[Stored data]
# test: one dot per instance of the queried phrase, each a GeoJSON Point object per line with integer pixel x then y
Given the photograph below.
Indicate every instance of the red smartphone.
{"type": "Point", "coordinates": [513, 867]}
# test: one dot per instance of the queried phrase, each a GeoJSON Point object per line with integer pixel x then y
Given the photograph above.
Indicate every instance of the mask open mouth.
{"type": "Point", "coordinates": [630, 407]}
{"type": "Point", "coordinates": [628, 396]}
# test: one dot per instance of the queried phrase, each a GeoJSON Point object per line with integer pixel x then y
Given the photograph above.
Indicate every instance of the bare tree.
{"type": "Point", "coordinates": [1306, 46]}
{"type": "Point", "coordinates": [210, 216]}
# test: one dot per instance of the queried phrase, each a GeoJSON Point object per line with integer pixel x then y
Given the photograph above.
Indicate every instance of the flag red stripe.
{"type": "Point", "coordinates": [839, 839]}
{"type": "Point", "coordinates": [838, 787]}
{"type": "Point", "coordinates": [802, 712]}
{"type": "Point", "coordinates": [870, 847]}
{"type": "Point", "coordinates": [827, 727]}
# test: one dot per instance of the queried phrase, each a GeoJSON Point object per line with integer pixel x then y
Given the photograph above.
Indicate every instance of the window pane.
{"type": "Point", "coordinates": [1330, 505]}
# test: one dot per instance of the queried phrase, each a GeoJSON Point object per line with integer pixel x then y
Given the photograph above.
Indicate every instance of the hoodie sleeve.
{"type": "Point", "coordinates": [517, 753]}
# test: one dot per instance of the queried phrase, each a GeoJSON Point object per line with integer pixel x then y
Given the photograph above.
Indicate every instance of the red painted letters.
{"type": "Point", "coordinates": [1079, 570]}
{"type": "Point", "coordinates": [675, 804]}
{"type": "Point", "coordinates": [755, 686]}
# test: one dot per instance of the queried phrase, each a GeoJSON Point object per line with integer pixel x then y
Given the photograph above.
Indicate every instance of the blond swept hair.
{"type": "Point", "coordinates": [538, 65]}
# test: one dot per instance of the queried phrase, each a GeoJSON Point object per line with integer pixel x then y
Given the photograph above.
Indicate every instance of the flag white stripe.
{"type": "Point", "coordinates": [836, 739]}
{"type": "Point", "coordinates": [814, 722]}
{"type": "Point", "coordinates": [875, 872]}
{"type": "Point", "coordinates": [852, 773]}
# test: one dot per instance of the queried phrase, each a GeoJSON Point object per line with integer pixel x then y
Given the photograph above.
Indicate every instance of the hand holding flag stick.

[What is required] How many lines of the data above contain the string "every"? Case counts. Reply with the number alone.

[In response] 10